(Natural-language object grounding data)
[Start of Attachment]

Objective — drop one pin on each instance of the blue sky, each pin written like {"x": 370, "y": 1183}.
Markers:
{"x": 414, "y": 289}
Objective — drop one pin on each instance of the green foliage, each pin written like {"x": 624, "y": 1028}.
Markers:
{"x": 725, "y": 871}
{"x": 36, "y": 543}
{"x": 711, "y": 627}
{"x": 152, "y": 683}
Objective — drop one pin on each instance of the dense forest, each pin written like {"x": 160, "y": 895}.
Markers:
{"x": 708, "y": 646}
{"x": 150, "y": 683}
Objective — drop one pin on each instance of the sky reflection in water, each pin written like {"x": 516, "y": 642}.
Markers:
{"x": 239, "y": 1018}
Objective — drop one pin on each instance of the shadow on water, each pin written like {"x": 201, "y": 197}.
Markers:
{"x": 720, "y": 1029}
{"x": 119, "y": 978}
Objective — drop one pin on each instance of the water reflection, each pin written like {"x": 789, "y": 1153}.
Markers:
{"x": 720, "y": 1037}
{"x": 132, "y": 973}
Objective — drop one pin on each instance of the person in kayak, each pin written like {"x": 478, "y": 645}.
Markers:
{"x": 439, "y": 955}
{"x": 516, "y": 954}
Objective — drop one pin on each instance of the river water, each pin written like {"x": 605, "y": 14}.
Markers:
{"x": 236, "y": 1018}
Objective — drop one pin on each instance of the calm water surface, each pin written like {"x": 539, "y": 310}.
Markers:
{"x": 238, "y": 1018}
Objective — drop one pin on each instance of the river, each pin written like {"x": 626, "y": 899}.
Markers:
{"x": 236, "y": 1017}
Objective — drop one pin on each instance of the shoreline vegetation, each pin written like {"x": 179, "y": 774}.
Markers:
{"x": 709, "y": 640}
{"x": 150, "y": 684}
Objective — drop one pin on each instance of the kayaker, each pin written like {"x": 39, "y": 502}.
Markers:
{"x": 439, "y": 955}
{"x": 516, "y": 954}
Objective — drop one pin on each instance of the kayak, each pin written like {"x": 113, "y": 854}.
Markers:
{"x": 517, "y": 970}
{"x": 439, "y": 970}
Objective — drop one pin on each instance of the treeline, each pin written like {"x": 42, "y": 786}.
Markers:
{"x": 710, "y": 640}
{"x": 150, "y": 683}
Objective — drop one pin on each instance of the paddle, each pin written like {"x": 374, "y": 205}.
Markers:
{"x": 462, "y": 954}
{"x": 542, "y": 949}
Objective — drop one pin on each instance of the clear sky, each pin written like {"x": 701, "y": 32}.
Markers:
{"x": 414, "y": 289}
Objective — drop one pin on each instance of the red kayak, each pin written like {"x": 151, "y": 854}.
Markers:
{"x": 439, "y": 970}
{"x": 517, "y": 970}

[End of Attachment]
[Start of Attachment]

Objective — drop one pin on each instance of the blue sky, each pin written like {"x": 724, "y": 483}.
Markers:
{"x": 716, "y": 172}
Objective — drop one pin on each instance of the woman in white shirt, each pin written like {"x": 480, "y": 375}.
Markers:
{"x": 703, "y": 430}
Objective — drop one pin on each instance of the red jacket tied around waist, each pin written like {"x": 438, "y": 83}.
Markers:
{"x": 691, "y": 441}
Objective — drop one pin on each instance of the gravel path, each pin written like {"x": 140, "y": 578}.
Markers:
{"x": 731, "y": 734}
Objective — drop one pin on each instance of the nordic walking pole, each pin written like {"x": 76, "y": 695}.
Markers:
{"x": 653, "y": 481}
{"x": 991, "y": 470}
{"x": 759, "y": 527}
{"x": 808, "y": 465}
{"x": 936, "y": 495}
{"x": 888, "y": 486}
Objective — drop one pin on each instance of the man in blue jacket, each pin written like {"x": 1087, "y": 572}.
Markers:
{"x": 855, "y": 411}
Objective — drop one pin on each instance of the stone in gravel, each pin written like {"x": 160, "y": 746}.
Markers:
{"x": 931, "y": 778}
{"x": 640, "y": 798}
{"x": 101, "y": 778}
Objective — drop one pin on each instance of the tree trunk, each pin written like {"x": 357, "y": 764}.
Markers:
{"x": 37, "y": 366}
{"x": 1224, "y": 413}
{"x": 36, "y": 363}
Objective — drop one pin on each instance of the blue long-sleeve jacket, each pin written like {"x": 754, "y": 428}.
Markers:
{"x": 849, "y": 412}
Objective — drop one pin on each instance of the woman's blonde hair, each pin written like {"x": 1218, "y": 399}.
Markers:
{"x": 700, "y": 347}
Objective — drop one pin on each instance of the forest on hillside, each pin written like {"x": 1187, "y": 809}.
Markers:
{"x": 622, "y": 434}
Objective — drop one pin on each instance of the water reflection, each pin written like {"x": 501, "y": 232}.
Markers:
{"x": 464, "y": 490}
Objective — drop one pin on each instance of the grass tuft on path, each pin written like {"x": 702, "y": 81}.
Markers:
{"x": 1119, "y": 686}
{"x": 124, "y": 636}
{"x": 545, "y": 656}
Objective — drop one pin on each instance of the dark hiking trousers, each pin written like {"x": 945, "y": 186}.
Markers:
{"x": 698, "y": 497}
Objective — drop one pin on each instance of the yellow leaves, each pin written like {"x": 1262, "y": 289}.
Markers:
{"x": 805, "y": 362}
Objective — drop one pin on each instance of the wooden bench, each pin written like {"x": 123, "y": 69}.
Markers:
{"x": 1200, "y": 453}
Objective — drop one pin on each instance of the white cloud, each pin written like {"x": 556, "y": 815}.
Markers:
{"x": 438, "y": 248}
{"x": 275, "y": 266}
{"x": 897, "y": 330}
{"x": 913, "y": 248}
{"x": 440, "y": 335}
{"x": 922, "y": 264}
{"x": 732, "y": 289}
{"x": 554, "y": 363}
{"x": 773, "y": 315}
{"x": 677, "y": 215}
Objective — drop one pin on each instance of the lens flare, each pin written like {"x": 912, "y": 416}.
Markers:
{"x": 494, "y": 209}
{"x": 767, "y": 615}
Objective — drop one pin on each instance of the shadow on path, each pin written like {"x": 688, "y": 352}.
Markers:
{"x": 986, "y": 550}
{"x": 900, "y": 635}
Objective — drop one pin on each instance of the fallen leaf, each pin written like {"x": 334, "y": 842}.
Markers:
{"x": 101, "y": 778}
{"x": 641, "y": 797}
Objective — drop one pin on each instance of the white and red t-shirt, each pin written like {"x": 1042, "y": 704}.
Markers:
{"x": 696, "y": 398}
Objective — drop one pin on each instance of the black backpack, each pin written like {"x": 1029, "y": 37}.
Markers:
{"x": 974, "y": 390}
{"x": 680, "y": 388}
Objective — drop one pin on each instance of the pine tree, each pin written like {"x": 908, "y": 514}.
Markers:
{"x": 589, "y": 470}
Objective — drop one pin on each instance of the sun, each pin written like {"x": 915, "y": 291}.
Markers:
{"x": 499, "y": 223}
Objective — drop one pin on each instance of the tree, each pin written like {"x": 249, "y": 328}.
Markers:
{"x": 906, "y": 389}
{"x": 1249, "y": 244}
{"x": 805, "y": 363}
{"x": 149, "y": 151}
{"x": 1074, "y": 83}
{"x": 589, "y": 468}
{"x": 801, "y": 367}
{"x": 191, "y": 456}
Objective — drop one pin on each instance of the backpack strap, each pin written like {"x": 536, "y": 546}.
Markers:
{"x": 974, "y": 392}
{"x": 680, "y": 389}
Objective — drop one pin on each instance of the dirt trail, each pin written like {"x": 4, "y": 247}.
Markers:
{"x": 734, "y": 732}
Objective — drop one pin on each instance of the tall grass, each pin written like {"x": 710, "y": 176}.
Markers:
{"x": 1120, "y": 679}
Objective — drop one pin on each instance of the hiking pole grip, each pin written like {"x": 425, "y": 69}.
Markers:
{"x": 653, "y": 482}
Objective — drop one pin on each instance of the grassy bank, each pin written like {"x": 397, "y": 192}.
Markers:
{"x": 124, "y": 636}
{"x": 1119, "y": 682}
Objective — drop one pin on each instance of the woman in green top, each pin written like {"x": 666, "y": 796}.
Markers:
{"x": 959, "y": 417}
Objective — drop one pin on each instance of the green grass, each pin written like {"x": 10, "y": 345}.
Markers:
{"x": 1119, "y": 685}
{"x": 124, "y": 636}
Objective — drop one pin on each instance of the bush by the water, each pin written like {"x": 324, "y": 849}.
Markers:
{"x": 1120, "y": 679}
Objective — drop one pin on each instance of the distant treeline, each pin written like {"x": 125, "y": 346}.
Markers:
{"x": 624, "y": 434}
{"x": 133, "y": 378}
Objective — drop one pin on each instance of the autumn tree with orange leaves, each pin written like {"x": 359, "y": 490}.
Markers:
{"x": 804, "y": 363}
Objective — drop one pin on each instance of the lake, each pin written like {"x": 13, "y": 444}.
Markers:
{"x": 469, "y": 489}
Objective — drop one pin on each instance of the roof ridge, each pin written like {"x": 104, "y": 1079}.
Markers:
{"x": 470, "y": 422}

[End of Attachment]
[Start of Attachment]

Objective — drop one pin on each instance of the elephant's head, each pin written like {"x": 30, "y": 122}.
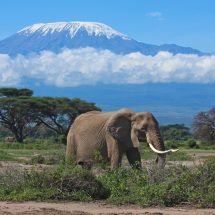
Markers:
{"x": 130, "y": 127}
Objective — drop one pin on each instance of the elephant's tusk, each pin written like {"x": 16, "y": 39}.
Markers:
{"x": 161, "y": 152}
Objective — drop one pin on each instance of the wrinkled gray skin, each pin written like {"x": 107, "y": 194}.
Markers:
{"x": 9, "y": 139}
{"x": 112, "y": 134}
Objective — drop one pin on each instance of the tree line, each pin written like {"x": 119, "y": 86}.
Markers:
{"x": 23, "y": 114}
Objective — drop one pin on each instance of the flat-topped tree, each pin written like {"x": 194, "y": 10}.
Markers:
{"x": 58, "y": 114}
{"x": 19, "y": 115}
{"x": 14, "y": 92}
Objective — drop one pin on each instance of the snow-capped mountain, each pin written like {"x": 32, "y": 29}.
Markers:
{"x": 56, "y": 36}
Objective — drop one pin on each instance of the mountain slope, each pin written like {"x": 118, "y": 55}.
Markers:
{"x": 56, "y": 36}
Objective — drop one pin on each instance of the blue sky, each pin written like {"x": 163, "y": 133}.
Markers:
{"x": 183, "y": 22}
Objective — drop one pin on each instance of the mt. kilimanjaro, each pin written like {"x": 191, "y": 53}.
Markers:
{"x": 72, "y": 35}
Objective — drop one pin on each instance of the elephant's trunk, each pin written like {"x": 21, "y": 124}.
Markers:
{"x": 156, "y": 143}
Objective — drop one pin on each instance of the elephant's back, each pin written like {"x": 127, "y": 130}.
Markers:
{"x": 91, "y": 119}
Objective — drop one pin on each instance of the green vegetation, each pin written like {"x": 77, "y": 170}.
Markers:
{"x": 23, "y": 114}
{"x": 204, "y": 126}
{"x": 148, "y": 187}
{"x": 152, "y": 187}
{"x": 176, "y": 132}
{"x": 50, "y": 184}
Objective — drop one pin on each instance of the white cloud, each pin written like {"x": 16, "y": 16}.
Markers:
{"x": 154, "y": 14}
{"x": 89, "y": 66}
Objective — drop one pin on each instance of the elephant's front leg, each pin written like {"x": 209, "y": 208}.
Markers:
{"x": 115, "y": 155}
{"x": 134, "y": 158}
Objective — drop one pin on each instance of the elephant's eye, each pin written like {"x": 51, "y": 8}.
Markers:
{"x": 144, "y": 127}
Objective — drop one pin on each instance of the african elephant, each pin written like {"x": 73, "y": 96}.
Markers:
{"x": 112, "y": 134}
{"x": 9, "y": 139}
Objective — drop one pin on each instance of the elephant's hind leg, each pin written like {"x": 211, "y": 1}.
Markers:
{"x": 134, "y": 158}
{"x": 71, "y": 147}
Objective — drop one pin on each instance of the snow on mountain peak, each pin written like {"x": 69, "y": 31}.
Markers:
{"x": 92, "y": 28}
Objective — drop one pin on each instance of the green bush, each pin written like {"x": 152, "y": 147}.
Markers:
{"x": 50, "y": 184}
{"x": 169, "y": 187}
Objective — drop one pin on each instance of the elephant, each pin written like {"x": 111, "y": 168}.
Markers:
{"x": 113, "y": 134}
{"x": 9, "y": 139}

[End of Attachment]

__EXERCISE BRIEF__:
Check each line above for the word "vegetation" and copy every line that has it.

__TASK RESULT__:
Objective — drop one pin on each instance of the shoreline vegetation, each pin written like {"x": 179, "y": 774}.
Objective — drop one pin on each instance of the green vegetation, each pin written like {"x": 77, "y": 170}.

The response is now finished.